WHAT IS EXPECTED> Revise everything from the start of the entries down to the line containing "top-left (247, 46), bottom-right (259, 54)", changing each "bounding boxes" to "box coordinates" and keeping all else the same.

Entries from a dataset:
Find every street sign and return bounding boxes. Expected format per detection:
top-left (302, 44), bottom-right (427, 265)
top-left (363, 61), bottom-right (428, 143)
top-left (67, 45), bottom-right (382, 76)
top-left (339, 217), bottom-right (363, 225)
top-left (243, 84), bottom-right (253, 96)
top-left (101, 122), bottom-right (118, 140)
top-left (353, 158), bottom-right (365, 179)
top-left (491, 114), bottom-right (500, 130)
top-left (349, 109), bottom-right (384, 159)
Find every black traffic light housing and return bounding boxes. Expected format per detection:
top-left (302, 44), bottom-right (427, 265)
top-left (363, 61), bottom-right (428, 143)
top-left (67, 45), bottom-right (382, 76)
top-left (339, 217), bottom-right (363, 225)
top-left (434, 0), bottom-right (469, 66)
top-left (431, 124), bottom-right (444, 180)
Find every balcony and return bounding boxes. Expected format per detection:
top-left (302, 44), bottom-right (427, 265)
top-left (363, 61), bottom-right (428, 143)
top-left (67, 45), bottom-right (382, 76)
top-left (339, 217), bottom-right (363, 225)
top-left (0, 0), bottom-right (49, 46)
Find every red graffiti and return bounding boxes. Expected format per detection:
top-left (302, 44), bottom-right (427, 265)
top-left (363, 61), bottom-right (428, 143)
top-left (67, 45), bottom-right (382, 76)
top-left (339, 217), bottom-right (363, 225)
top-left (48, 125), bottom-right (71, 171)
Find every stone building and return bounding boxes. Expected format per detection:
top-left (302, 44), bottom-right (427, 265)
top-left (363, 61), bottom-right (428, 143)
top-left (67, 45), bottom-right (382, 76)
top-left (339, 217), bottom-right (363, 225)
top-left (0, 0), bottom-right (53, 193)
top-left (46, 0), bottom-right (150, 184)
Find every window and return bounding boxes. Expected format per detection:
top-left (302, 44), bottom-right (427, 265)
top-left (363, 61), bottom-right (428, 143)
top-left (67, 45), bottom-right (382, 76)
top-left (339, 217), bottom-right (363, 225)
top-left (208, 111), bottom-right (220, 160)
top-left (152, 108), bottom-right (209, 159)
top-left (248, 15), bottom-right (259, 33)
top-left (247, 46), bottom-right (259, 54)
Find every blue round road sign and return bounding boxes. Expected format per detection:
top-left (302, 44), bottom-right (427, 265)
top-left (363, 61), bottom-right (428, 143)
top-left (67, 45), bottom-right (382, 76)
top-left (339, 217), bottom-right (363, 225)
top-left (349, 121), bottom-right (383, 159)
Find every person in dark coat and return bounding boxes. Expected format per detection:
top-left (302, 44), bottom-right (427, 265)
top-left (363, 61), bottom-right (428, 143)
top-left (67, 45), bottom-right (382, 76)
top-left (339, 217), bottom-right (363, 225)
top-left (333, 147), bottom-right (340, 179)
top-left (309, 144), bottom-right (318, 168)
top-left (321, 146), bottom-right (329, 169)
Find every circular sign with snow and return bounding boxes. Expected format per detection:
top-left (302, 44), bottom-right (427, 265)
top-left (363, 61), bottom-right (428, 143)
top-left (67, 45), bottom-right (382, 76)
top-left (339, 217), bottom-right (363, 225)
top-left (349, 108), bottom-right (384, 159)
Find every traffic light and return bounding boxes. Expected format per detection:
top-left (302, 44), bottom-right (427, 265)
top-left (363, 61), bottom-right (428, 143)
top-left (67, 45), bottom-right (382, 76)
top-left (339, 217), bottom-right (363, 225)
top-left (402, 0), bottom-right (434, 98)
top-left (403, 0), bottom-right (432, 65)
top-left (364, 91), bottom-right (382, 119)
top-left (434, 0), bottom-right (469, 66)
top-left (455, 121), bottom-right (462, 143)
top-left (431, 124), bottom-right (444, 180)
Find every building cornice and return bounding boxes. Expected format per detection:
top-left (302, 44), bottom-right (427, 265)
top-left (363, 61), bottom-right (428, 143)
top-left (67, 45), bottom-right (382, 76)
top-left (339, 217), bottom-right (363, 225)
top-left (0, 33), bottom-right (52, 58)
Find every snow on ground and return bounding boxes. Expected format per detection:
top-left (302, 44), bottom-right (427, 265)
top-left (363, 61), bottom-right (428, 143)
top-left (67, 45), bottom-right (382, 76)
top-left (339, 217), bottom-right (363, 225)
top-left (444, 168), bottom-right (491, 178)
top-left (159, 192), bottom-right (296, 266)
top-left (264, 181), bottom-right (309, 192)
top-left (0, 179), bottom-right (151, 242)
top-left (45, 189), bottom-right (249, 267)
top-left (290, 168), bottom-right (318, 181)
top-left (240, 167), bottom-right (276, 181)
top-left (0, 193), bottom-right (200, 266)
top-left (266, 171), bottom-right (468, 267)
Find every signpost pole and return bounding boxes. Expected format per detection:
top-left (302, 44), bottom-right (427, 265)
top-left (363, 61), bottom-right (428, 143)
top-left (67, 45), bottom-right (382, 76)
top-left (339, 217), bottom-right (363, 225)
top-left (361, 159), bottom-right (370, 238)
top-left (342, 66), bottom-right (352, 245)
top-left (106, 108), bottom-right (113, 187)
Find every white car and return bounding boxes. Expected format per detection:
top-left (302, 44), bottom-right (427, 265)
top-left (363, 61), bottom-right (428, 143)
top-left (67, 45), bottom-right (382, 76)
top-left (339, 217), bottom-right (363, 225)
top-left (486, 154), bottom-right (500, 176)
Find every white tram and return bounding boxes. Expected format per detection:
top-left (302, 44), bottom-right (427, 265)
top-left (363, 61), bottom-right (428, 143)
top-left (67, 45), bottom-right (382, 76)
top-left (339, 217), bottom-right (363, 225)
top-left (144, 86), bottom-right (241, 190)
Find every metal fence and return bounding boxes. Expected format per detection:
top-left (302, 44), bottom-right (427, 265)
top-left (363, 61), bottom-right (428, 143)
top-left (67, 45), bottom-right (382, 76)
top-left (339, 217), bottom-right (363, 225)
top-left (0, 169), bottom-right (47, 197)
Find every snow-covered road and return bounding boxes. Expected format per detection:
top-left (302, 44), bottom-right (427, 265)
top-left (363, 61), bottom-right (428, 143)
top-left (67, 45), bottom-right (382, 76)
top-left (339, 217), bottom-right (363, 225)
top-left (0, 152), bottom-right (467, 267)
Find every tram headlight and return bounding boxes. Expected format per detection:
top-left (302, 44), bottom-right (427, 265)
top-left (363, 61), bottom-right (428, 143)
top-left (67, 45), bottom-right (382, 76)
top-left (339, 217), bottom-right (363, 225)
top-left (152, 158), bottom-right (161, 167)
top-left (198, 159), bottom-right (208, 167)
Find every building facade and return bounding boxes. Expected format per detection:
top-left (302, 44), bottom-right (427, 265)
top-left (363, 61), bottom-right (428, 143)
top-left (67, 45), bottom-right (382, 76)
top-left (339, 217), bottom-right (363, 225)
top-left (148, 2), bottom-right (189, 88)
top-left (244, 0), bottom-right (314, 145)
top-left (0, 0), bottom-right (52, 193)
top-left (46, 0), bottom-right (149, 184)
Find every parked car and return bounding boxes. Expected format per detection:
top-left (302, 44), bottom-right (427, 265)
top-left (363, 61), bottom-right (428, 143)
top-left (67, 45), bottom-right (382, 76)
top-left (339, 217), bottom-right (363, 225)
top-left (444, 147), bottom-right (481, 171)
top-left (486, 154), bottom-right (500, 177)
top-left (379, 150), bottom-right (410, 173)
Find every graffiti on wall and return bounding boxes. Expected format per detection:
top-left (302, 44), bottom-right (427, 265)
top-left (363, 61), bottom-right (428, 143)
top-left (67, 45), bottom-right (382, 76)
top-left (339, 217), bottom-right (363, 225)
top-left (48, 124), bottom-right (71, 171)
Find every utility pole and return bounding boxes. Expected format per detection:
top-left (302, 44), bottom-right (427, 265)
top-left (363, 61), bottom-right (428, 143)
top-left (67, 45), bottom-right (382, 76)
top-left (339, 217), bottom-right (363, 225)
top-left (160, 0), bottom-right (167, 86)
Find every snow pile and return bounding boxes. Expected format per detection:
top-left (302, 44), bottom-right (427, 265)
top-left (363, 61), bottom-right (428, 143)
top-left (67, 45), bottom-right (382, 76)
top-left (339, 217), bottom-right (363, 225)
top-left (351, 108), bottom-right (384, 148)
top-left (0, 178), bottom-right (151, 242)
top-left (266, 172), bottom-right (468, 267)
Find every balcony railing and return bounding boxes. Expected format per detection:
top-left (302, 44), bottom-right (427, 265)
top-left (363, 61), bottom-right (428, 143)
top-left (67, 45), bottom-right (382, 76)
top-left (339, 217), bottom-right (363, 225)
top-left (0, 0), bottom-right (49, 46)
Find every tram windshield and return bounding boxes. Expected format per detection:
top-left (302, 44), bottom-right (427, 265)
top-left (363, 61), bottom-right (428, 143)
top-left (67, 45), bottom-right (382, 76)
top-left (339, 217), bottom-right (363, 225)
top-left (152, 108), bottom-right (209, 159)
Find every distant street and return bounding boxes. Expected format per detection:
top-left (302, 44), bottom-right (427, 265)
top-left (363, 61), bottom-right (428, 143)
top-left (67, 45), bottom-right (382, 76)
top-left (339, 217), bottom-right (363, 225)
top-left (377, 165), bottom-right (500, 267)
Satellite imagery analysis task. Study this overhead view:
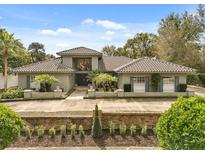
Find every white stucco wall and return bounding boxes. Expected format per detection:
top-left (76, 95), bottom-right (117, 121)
top-left (18, 73), bottom-right (75, 91)
top-left (118, 73), bottom-right (187, 89)
top-left (63, 56), bottom-right (73, 68)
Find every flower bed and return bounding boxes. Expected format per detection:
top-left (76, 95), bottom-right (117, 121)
top-left (10, 130), bottom-right (158, 148)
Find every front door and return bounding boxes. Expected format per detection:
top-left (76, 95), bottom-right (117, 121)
top-left (75, 73), bottom-right (88, 86)
top-left (133, 77), bottom-right (145, 92)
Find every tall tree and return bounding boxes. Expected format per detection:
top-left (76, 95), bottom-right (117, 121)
top-left (123, 33), bottom-right (157, 58)
top-left (157, 5), bottom-right (205, 68)
top-left (0, 29), bottom-right (16, 90)
top-left (28, 42), bottom-right (46, 63)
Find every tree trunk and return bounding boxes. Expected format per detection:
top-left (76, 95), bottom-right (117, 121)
top-left (3, 49), bottom-right (8, 90)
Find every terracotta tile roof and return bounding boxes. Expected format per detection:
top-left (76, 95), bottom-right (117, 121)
top-left (57, 47), bottom-right (102, 56)
top-left (99, 56), bottom-right (133, 71)
top-left (115, 57), bottom-right (195, 73)
top-left (12, 58), bottom-right (74, 73)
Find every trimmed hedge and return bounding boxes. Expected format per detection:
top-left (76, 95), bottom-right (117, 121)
top-left (124, 84), bottom-right (131, 92)
top-left (0, 88), bottom-right (23, 99)
top-left (156, 97), bottom-right (205, 150)
top-left (0, 104), bottom-right (23, 149)
top-left (178, 84), bottom-right (187, 92)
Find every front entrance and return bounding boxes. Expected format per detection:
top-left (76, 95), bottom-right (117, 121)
top-left (75, 73), bottom-right (88, 86)
top-left (133, 77), bottom-right (145, 92)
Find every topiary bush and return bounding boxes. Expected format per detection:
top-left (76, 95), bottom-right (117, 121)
top-left (156, 97), bottom-right (205, 150)
top-left (0, 88), bottom-right (23, 99)
top-left (92, 105), bottom-right (103, 138)
top-left (0, 104), bottom-right (24, 149)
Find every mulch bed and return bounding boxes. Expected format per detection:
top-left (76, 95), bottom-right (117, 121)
top-left (10, 130), bottom-right (158, 148)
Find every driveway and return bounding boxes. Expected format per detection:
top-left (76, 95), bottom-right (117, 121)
top-left (5, 98), bottom-right (176, 115)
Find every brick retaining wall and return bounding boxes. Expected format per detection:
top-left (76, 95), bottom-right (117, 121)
top-left (22, 113), bottom-right (161, 130)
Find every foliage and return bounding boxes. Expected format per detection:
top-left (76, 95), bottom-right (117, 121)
top-left (94, 73), bottom-right (117, 91)
top-left (130, 124), bottom-right (137, 136)
top-left (34, 74), bottom-right (59, 92)
top-left (124, 84), bottom-right (131, 92)
top-left (151, 74), bottom-right (161, 92)
top-left (49, 127), bottom-right (56, 138)
top-left (123, 33), bottom-right (157, 59)
top-left (119, 123), bottom-right (127, 136)
top-left (92, 104), bottom-right (102, 138)
top-left (156, 97), bottom-right (205, 150)
top-left (0, 104), bottom-right (24, 149)
top-left (141, 125), bottom-right (147, 137)
top-left (28, 42), bottom-right (54, 63)
top-left (109, 121), bottom-right (116, 136)
top-left (37, 126), bottom-right (45, 138)
top-left (70, 124), bottom-right (76, 138)
top-left (79, 125), bottom-right (85, 139)
top-left (60, 125), bottom-right (66, 138)
top-left (0, 88), bottom-right (23, 99)
top-left (178, 84), bottom-right (187, 92)
top-left (157, 5), bottom-right (205, 69)
top-left (23, 126), bottom-right (31, 140)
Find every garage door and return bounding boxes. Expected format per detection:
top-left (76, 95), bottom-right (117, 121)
top-left (133, 77), bottom-right (145, 92)
top-left (163, 77), bottom-right (175, 92)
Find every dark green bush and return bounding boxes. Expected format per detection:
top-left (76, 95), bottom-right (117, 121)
top-left (178, 84), bottom-right (187, 92)
top-left (92, 105), bottom-right (102, 138)
top-left (124, 84), bottom-right (131, 92)
top-left (1, 88), bottom-right (23, 99)
top-left (156, 97), bottom-right (205, 149)
top-left (0, 104), bottom-right (23, 149)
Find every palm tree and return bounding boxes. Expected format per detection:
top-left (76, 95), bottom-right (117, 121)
top-left (0, 29), bottom-right (17, 90)
top-left (28, 42), bottom-right (46, 63)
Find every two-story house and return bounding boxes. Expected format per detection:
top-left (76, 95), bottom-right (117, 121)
top-left (13, 47), bottom-right (194, 92)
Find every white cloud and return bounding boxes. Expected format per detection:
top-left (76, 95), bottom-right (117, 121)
top-left (105, 31), bottom-right (115, 35)
top-left (56, 28), bottom-right (71, 33)
top-left (96, 20), bottom-right (126, 30)
top-left (125, 33), bottom-right (133, 37)
top-left (56, 42), bottom-right (70, 47)
top-left (40, 28), bottom-right (71, 35)
top-left (81, 18), bottom-right (95, 25)
top-left (40, 29), bottom-right (57, 35)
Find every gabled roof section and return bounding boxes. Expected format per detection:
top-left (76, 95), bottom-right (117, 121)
top-left (57, 47), bottom-right (102, 56)
top-left (115, 57), bottom-right (195, 73)
top-left (99, 56), bottom-right (133, 72)
top-left (12, 58), bottom-right (75, 73)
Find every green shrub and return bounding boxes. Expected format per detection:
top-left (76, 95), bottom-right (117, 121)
top-left (109, 121), bottom-right (116, 136)
top-left (37, 126), bottom-right (45, 138)
top-left (119, 123), bottom-right (127, 136)
top-left (49, 127), bottom-right (56, 138)
top-left (141, 125), bottom-right (147, 137)
top-left (24, 126), bottom-right (31, 140)
top-left (178, 84), bottom-right (187, 92)
top-left (0, 104), bottom-right (23, 149)
top-left (1, 88), bottom-right (23, 99)
top-left (124, 84), bottom-right (131, 92)
top-left (79, 125), bottom-right (85, 138)
top-left (70, 124), bottom-right (76, 138)
top-left (156, 97), bottom-right (205, 150)
top-left (130, 124), bottom-right (137, 136)
top-left (92, 105), bottom-right (102, 138)
top-left (60, 125), bottom-right (66, 138)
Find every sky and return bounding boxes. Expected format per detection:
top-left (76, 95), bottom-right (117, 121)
top-left (0, 4), bottom-right (197, 54)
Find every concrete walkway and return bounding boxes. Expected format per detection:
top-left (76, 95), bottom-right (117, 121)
top-left (6, 146), bottom-right (161, 150)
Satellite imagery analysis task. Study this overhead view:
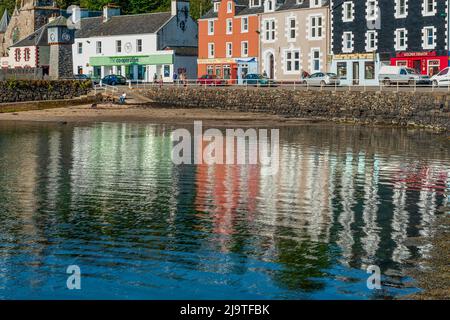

RESULT OF THIS EXERCISE>
Find every street sign and return box coordinates. Expected format per detection:
top-left (302, 44), bottom-right (427, 265)
top-left (363, 61), bottom-right (428, 143)
top-left (67, 45), bottom-right (382, 76)
top-left (339, 217), bottom-right (363, 225)
top-left (243, 84), bottom-right (253, 96)
top-left (101, 122), bottom-right (118, 140)
top-left (353, 158), bottom-right (365, 179)
top-left (491, 114), bottom-right (500, 130)
top-left (349, 109), bottom-right (384, 159)
Find every black traffic light housing and return box coordinates. Expected format per detection:
top-left (302, 44), bottom-right (427, 265)
top-left (363, 61), bottom-right (428, 143)
top-left (67, 45), bottom-right (382, 76)
top-left (339, 217), bottom-right (363, 225)
top-left (434, 0), bottom-right (469, 66)
top-left (431, 124), bottom-right (444, 180)
Find every balcony and return box coordinates. Expected format per detection:
top-left (302, 44), bottom-right (427, 265)
top-left (363, 61), bottom-right (428, 143)
top-left (67, 45), bottom-right (382, 76)
top-left (339, 217), bottom-right (363, 225)
top-left (0, 0), bottom-right (49, 46)
Find every red graffiti and return box coordinates. Expected format per detection:
top-left (302, 44), bottom-right (427, 265)
top-left (363, 61), bottom-right (428, 143)
top-left (67, 45), bottom-right (382, 76)
top-left (339, 217), bottom-right (363, 225)
top-left (48, 125), bottom-right (71, 171)
Find every stone building and return box coordinates. Expected format per detection:
top-left (302, 44), bottom-right (427, 265)
top-left (363, 61), bottom-right (428, 143)
top-left (67, 45), bottom-right (382, 76)
top-left (339, 217), bottom-right (363, 225)
top-left (0, 0), bottom-right (53, 193)
top-left (46, 0), bottom-right (150, 184)
Find every window and return box coordinates. Expected format per detection:
top-left (302, 44), bottom-right (427, 265)
top-left (363, 61), bottom-right (428, 143)
top-left (67, 45), bottom-right (382, 76)
top-left (339, 217), bottom-right (363, 225)
top-left (208, 111), bottom-right (220, 160)
top-left (152, 108), bottom-right (209, 159)
top-left (248, 15), bottom-right (259, 33)
top-left (247, 46), bottom-right (259, 54)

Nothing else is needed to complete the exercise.